- _Tarefas a realizar_:
- 1) Segundo o acórdão, com que finalidade a assistente A. S. pede ao arguido a quantia global de €2.000,00? Responda em uma a três frases.
- 2) Filtre os registos e copie cada linha que contenha a palavra "below", distinguindo maiúsculas de minúsculas.

Acórdão nº 349/16.0GAVVD.G1 de Tribunal da Relação de Guimarães, 11 de Fevereiro de 2019

Magistrado ResponsávelMARIA JOS
Data da Resolução11 de Fevereiro de 2019
EmissorTribunal da Relação de Guimarães

Acordam os Juízes, em Conferência, na Secção Criminal do Tribunal da Relação de Guimarães . RELATÓRIO Nos presentes autos de Processo Comum Singular que seguem termos sob o nº 349/16.0GAVVD no Tribunal Judicial da Comarca de Braga/Juízo Local Criminal de Vila Verde, o Ministério Publico requereu o julgamento do arguido J. C., divorciado, empresário, filho de … e de …, natural de …, Braga, nascido a .. de .. de .., residente na Rua …, Vila Verde, Imputando-lhe a prática, em autoria material, na forma consumada, de um crime de violência doméstica, previsto e punido pelo artigo 152º, nº 1, alínea a) e nº 2 do Código Penal.

A ofendida A. S. constituiu-se assistente e deduziu pedido de indemnização civil contra o arguido/demandado, peticionando a sua condenação no pagamento da quantia global de €2.000,00, para compensação dos danos não patrimoniais, que alega ter sofrido em consequência da conduta do arguido.

O ofendido J. C. constituiu-se assistente e deduziu acusação particular, que veio a ser acompanhada pelo Ministério Público, contra os arguidos A. F., solteiro, filho de J. C. e A. S., nascido a ../../.., residente no …, São João da Madeira, e A. S., filha de … e …, nascida a ../../.., residente no Lugar …, Vila de Prado, Imputando-lhes a prática de factos que consubstanciam a prática de um crime de injúria, previsto e punido pelo artigo 181.º do Código Penal.

Este assistente deduziu, ainda, pedido de indemnização civil contra os arguidos/demandados, peticionando a sua condenação, no pagamento da quantia global de €750,00, para compensação dos danos não patrimoniais, que alega ter sofrido em consequência das condutas dos arguidos, bem como juros de mora desde a notificação do pedido de indemnização até integral pagamento.

Os arguidos apresentaram contestação escrita e requerimento probatório.

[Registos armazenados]
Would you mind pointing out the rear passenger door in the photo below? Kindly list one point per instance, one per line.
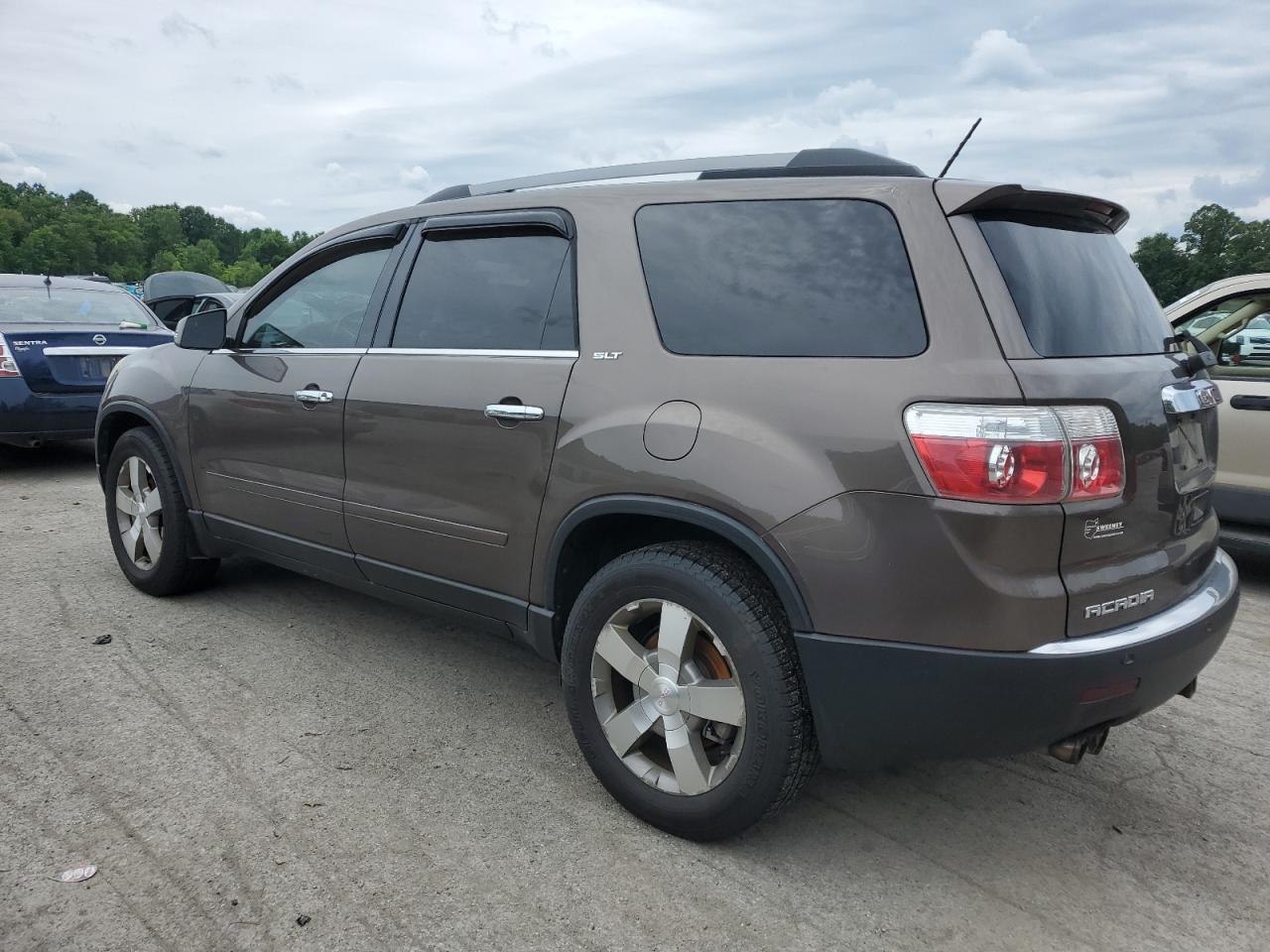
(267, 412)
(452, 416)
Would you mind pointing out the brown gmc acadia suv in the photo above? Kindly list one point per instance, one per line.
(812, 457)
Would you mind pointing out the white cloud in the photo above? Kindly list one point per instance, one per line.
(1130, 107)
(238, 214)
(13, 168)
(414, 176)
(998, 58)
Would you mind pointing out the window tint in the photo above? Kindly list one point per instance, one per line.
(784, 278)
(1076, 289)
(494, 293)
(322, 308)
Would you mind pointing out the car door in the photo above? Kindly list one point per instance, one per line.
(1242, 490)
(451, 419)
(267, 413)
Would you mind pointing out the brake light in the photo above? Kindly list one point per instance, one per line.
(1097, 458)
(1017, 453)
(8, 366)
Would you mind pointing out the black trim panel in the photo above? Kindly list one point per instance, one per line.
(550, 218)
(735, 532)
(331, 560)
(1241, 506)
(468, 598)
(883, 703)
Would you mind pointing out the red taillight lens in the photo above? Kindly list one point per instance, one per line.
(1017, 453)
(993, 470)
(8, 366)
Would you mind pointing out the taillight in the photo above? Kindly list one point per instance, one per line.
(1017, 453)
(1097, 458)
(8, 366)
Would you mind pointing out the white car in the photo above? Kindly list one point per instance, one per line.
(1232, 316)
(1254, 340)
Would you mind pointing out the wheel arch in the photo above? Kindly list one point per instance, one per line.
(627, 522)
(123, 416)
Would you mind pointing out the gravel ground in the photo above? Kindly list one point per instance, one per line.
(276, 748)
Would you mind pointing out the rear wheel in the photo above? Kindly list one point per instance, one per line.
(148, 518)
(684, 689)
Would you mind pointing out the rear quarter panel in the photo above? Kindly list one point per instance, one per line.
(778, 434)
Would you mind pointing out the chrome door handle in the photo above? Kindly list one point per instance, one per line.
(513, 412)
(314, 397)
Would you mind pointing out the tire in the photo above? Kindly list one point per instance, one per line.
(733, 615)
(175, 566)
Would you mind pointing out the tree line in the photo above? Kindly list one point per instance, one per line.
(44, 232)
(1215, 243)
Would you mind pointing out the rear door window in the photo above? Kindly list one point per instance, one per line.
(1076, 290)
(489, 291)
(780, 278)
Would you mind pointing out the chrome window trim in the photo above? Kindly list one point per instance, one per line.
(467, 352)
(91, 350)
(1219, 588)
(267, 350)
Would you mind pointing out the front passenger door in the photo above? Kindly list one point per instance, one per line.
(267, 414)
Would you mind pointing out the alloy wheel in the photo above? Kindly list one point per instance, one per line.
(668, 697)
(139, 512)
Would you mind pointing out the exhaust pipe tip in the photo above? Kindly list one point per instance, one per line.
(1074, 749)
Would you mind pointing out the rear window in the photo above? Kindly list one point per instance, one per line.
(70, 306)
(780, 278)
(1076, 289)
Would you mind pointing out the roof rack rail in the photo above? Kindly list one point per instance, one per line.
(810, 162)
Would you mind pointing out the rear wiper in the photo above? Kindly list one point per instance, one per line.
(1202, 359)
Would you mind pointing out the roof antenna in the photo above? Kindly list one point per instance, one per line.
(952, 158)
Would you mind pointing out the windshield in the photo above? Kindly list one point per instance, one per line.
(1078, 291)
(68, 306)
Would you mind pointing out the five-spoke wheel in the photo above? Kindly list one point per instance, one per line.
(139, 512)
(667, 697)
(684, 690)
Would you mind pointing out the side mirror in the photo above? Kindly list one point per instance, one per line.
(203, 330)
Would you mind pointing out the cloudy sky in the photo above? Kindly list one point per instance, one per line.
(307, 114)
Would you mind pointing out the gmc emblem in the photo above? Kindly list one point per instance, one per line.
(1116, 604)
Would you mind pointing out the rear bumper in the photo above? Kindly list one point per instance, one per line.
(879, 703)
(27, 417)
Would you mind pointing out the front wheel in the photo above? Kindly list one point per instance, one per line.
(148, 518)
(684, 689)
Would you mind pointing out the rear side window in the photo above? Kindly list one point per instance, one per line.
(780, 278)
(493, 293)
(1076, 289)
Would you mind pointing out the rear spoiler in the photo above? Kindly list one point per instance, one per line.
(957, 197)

---

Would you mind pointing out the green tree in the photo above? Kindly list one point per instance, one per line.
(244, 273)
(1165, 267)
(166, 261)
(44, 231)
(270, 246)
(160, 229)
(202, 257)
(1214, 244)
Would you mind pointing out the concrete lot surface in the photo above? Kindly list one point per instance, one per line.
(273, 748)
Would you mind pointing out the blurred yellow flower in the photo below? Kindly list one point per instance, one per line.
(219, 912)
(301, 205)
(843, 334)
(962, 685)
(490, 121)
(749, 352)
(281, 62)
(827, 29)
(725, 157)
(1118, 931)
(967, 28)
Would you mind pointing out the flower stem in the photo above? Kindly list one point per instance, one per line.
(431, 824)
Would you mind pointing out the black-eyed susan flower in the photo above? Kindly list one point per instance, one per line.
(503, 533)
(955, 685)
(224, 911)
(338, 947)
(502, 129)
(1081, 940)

- _Respostas por tarefa_:
- 1) A assistente A. S. pede a quantia global de €2.000,00 para compensação dos danos não patrimoniais que alega ter sofrido em consequência da conduta do arguido.

- 2)
Would you mind pointing out the rear passenger door in the photo below? Kindly list one point per instance, one per line.
Would you mind pointing out the blurred yellow flower in the photo below? Kindly list one point per instance, one per line.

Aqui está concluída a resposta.